Instructions for the task:
Rescale the lines starting at the one containing "Task: pick out grass" and ending with the final line, writing every one of them out again, requests included. Multiply each coordinate in the answer points by 1.65 and round to whole numbers, with halves going up, but leave the requests and their sample points unchanged.

[Records from a point labeling set]
-.-.-

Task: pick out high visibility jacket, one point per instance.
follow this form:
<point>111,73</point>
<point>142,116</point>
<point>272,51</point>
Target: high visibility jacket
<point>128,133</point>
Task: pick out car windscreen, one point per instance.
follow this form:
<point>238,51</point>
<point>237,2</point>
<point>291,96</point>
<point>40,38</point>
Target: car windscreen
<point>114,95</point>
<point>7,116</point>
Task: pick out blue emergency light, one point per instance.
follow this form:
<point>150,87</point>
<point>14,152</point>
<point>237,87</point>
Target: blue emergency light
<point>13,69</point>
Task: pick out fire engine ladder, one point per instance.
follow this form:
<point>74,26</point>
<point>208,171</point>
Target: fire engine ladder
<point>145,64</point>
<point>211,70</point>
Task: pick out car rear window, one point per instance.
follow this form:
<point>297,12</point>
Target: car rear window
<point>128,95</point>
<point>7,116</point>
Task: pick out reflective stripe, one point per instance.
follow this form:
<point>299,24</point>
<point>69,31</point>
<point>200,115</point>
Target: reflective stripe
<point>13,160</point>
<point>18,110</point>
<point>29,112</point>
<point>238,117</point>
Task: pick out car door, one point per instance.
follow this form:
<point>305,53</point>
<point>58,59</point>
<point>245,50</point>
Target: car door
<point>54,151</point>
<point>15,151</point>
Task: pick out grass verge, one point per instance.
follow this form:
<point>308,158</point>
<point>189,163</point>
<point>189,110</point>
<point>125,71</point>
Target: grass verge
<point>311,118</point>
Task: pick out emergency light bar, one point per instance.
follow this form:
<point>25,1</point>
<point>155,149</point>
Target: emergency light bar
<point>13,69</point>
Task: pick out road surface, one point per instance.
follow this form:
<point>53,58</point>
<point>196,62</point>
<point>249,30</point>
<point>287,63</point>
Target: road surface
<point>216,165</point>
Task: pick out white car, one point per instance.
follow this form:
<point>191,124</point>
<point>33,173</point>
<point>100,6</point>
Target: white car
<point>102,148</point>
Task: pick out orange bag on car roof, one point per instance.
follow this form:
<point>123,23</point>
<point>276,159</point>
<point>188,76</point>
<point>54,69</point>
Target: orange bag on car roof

-.-.-

Worked answer:
Task: pick out grass verge, one point per instance.
follow this form:
<point>308,158</point>
<point>189,163</point>
<point>189,110</point>
<point>125,71</point>
Target: grass verge
<point>513,195</point>
Task: pick out emergency light bar, one point per instance.
follow this form:
<point>25,1</point>
<point>155,149</point>
Target: emergency light bar
<point>21,114</point>
Task: pick out road surface, one point per instance.
follow this form:
<point>53,58</point>
<point>196,62</point>
<point>249,30</point>
<point>287,63</point>
Target: road surface
<point>356,272</point>
Task: pick out white car, one point per instance.
follow this form:
<point>191,124</point>
<point>33,173</point>
<point>100,6</point>
Target: white car
<point>168,244</point>
Task: pick out orange bag on car roof, one point per instance.
follow this form:
<point>123,23</point>
<point>276,159</point>
<point>188,76</point>
<point>54,69</point>
Target: orange bag on car roof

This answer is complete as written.